Skip all pictures, then copy the lines from the start of the data through the line with "86, row 67.", keeping both ends.

Records shown: Begin

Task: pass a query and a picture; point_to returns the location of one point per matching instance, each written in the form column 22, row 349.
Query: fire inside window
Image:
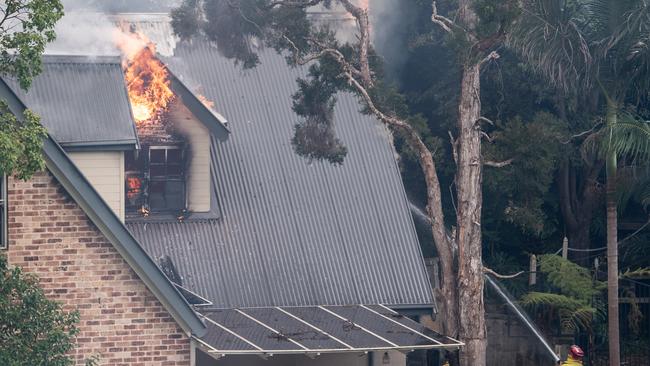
column 155, row 179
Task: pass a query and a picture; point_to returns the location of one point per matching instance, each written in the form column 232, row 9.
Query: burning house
column 184, row 239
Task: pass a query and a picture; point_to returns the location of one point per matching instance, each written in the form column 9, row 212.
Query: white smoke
column 84, row 33
column 389, row 21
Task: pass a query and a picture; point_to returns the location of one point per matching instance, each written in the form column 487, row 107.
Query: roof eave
column 212, row 120
column 109, row 224
column 118, row 145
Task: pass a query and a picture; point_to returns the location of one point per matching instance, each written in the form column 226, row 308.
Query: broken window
column 3, row 212
column 155, row 179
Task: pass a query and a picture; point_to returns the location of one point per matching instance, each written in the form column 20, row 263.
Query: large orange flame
column 146, row 77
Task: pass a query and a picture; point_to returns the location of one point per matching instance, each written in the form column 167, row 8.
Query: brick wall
column 121, row 320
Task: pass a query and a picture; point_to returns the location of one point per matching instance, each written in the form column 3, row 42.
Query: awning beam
column 315, row 330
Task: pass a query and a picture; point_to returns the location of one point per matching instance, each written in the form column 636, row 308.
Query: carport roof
column 308, row 330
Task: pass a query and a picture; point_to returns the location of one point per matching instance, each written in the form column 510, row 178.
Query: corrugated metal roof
column 293, row 232
column 82, row 101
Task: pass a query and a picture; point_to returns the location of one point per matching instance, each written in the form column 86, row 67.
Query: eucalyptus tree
column 475, row 28
column 597, row 47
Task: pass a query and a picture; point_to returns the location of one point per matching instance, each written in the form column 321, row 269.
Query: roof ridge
column 77, row 59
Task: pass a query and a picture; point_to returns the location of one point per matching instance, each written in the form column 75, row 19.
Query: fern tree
column 570, row 294
column 597, row 47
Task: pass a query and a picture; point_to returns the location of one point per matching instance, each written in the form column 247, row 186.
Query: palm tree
column 603, row 46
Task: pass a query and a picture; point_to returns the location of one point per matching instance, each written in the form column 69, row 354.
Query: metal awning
column 314, row 330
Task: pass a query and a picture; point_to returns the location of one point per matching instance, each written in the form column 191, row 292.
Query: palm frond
column 637, row 273
column 550, row 300
column 568, row 278
column 628, row 138
column 549, row 37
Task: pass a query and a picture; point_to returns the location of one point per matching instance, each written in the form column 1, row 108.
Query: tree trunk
column 468, row 183
column 612, row 249
column 579, row 198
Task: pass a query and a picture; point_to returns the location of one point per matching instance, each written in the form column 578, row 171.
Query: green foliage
column 569, row 278
column 20, row 143
column 33, row 329
column 572, row 295
column 637, row 273
column 496, row 17
column 535, row 149
column 27, row 26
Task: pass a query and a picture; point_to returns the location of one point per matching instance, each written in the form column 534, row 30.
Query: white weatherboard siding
column 105, row 171
column 198, row 173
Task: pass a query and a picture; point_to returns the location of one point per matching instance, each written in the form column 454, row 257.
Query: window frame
column 148, row 179
column 4, row 211
column 166, row 177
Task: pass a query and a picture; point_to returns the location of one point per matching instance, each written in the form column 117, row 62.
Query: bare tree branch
column 445, row 23
column 454, row 149
column 363, row 22
column 485, row 119
column 497, row 275
column 498, row 164
column 297, row 4
column 494, row 55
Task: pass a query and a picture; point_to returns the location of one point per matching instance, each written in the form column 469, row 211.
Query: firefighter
column 575, row 356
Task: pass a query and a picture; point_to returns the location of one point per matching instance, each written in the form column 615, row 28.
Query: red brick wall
column 121, row 320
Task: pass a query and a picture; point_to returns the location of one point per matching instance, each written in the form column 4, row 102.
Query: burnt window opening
column 155, row 179
column 3, row 212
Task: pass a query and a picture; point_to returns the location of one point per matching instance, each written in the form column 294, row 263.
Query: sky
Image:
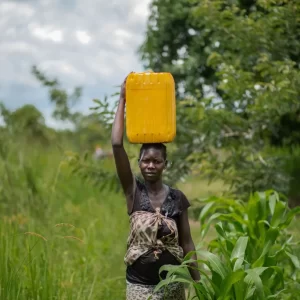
column 88, row 43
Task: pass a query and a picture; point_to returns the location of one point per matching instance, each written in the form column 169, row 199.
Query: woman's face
column 152, row 164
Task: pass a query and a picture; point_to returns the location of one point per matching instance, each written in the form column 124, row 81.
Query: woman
column 160, row 233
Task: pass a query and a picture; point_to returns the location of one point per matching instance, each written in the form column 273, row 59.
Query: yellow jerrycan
column 150, row 108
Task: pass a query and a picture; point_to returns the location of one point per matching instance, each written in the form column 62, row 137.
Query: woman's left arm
column 187, row 244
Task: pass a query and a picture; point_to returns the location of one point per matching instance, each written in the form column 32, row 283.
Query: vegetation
column 236, row 65
column 64, row 225
column 252, row 257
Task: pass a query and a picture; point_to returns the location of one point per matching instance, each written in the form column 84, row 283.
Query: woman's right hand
column 123, row 89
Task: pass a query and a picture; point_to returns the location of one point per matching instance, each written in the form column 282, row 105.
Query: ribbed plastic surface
column 150, row 108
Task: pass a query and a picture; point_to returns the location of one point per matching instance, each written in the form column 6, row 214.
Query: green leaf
column 238, row 252
column 214, row 262
column 252, row 277
column 220, row 230
column 294, row 259
column 271, row 237
column 230, row 281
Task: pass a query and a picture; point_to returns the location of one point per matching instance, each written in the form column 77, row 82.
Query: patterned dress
column 144, row 238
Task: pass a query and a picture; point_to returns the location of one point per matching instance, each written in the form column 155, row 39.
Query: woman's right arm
column 120, row 155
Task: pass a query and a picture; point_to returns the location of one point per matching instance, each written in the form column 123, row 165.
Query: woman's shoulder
column 181, row 198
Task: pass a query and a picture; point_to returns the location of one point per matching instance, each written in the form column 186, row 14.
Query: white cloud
column 47, row 33
column 83, row 37
column 91, row 43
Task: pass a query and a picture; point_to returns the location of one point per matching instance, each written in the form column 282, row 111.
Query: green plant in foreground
column 252, row 257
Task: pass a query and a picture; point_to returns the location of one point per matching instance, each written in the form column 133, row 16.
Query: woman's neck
column 154, row 187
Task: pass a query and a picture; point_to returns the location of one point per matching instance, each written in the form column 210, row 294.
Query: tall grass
column 61, row 238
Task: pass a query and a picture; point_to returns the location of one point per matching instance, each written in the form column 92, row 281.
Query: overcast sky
column 91, row 43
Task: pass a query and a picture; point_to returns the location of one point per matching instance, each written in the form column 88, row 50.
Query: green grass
column 58, row 262
column 83, row 260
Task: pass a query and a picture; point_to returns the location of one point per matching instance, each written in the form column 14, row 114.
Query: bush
column 253, row 255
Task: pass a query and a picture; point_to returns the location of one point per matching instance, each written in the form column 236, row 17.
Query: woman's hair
column 157, row 146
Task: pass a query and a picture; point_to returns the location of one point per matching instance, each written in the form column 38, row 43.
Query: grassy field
column 61, row 237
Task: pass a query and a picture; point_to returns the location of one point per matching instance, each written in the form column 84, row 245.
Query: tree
column 26, row 122
column 236, row 65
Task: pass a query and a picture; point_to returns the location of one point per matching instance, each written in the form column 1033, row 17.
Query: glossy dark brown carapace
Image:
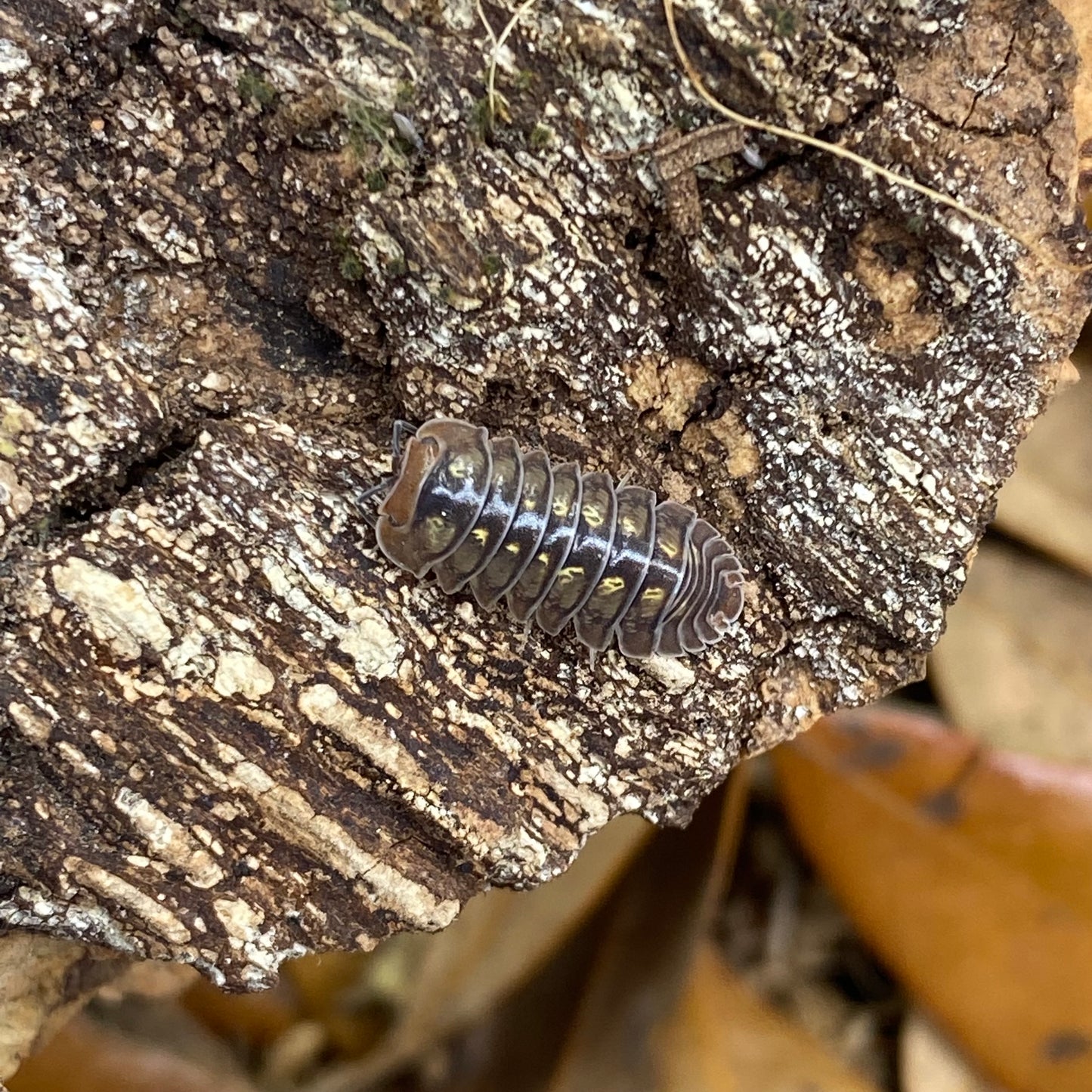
column 558, row 545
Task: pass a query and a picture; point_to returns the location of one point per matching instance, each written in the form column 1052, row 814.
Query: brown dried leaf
column 723, row 1038
column 44, row 982
column 1015, row 667
column 439, row 985
column 86, row 1056
column 663, row 911
column 930, row 1063
column 970, row 873
column 232, row 733
column 1047, row 503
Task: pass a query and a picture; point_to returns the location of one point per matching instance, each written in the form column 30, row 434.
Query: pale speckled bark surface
column 233, row 733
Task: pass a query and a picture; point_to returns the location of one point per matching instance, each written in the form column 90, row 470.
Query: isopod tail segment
column 557, row 544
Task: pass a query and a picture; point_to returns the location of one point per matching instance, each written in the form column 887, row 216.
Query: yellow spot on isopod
column 594, row 515
column 611, row 586
column 459, row 468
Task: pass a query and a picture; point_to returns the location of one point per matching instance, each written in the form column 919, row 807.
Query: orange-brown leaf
column 971, row 875
column 723, row 1038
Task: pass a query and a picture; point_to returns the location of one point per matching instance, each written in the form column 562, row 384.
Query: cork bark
column 240, row 240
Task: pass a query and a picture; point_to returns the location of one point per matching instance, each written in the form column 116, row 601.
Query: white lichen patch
column 321, row 704
column 119, row 611
column 115, row 889
column 242, row 673
column 169, row 840
column 328, row 841
column 674, row 674
column 34, row 725
column 240, row 920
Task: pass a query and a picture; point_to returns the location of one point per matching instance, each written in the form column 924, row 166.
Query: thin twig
column 490, row 83
column 838, row 150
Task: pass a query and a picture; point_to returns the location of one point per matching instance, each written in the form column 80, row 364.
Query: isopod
column 557, row 544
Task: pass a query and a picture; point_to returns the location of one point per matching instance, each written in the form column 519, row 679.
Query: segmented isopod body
column 557, row 544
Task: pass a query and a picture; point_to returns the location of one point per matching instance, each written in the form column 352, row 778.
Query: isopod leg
column 370, row 518
column 398, row 435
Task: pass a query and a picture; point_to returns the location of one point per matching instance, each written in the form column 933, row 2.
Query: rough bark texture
column 234, row 734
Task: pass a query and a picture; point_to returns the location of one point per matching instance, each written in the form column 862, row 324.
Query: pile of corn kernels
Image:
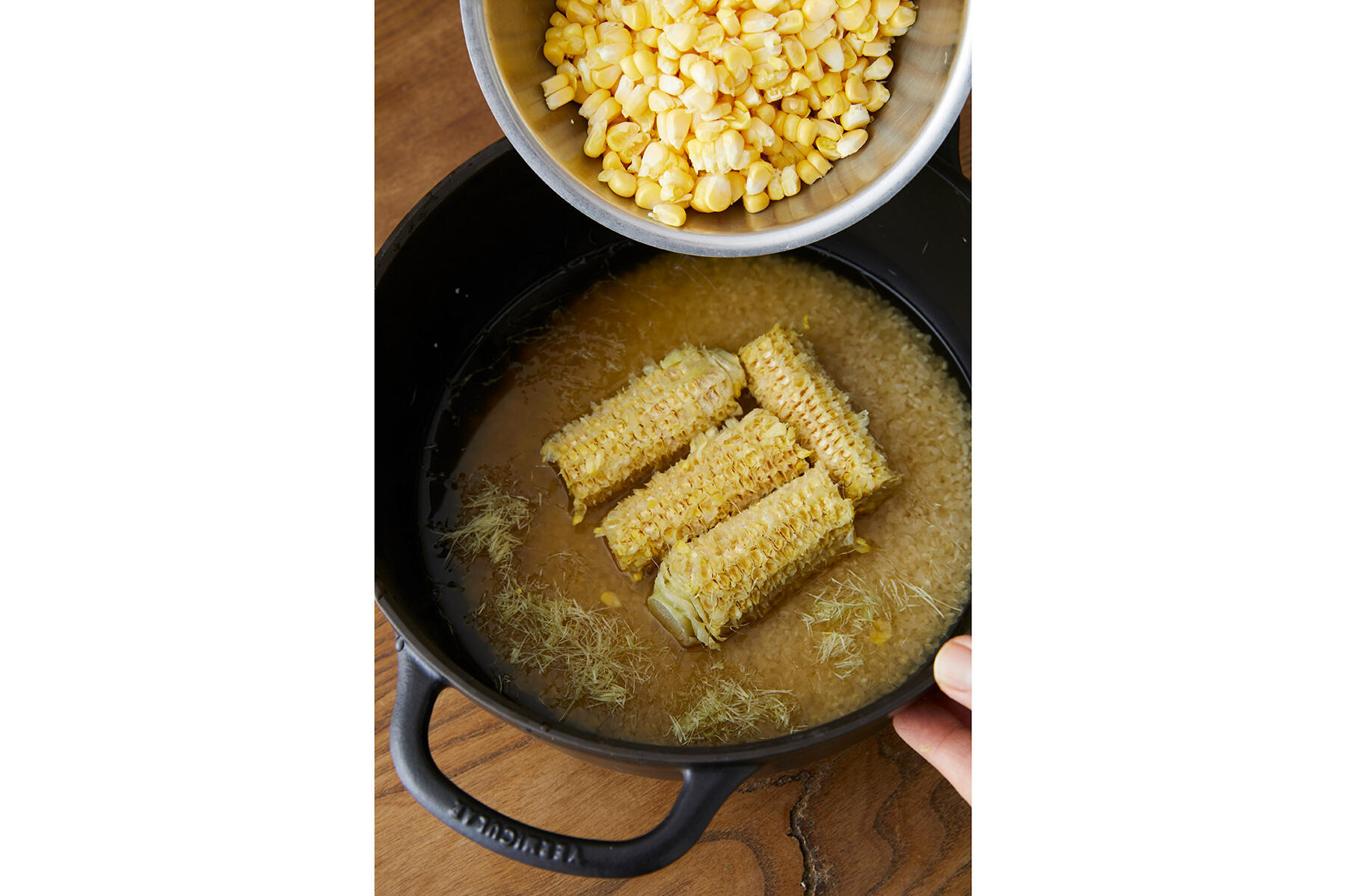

Records shown: End

§ **Answer for the task**:
Task: pass a query and a picture; point_to returns the location of one point per matching instance, each written in the form column 22, row 349.
Query: fire inside window
Image:
column 155, row 179
Task: pass a query and a picture; point_to returns the location of one point per matching instance, each written in the form column 232, row 9.
Query: burning house
column 184, row 239
Task: pass a query and a picture; point_to returns the location of one point per matching instance, each written in the form column 9, row 212.
Query: white smoke
column 84, row 33
column 389, row 21
Task: pass a query and a picture; point_to returns the location of one point per matching instance, each written in the form column 487, row 107.
Query: roof eave
column 212, row 120
column 109, row 224
column 118, row 145
Task: pass a query and a picture; point_to returns the location of one point per matching instance, each written in the form column 226, row 308.
Query: broken window
column 3, row 212
column 155, row 179
Task: pass a query and a picture; point_to returns the location of one point per matching instance, each written in the form column 20, row 263.
Query: large orange flame
column 146, row 77
Task: pass a query and a picture; point_to returns the location of one point per matching instance, each written in the form column 167, row 8.
Query: brick wall
column 121, row 320
Task: pass a query and a picture; point_to returns the location of one point per matching instance, each written in the form column 3, row 42.
Query: awning beam
column 315, row 330
Task: pass a query and a picture; point_to returns the location of one point per matching instance, each written in the form column 636, row 308.
Query: carport roof
column 308, row 330
Task: pass a query and a picture; point_to returns the location of one point per matching instance, each written in the form column 510, row 178.
Query: corrugated metal roof
column 293, row 232
column 82, row 101
Task: pass a query and a picture; point_to returns the location of one point per matching instance, each written in the form column 86, row 67.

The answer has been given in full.